**Provided passage**
•••

| Owl Venice
Carrot Jicama Gazpacho
Total Time: 10 minutes + 2 hours chill time | Servings: 4
A chilled summer soup with carrots, jicama, broth, lime, coconut yogurt and olive oil garnished with herb oil, watercress and basil
Ingredients:
- 2 cups carrots, largely chopped
- 2 cups jicama, largely chopped
- ⅓ cup olive oil
- ½ cup coconut yogurt
- ¼ cup lime juice
- 2-3 cups vegan broth, depending on desired thickness
- Sea salt + pepper to taste
- Garnishes: herb oil, watercress & basil
Directions:
- Add all ingredients to a high speed blender and blend for 1-2 minutes or until it is a very fine puree. Season with salt and pepper.
- Chill in the fridge for 2-3 hours. Then serve in individual bowls and top with a drizzle of herb oil, fresh basil and watercress.
Claire Sporck
Claire Sporck (aka Sporckly), is a food photographer and stylist here in Los Angeles with a love for beautiful, natural foods. She loves cooking and creating recipes with real ingredients that stand out, and has been creating "healthier" versions of recipes since she was a kid with her mom in the kitchen. She's a huge believer that the foods we eat affect our bodies and minds, which makes WHAT we eat so important!

•••

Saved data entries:
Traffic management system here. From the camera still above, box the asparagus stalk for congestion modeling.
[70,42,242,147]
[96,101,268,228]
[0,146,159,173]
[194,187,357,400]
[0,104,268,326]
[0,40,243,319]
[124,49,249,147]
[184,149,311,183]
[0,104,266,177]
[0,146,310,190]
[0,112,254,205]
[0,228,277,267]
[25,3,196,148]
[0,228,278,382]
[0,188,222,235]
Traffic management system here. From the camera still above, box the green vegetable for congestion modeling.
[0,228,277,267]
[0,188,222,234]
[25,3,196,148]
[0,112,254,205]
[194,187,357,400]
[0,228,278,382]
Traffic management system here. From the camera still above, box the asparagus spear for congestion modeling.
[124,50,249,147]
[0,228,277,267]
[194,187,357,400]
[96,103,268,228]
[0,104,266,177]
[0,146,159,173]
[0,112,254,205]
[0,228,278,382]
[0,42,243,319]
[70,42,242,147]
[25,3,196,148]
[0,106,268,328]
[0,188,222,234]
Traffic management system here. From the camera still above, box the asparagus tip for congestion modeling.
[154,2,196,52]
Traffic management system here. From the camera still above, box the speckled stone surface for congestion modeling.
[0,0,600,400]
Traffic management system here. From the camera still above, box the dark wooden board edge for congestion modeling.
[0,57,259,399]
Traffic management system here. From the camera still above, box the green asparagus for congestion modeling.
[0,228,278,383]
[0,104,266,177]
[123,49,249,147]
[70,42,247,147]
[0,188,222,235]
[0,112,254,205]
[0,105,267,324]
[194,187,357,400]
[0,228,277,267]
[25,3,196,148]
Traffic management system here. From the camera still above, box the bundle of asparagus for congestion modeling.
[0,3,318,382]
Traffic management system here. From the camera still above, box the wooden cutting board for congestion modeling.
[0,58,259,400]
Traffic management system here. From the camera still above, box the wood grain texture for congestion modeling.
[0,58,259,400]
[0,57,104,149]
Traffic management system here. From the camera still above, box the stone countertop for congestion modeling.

•••

**Task A**
Translate this sentence from the gazpacho recipe into Spanish: "Chill in the fridge for 2-3 hours."
**Task B**
Go on writing the gazpacho recipe page from the point where it stops.
This data has no connection to the gazpacho recipe.

**Task response A**
Enfríe en el refrigerador durante 2 a 3 horas.

**Task response B**
In 2015 Claire graduated from UNLV with a degree in hospitality management. After completing her schooling, she quickly moved to Los Angeles where she began a job working in event production and catering. It was during her first two years in the city working events that she began Sporckly.
Four years later, she now works full-time as a chef, food photographer, stylist, and recipe blogger, pursuing her biggest passion: spreading healthy recipes and creating pretty food photos.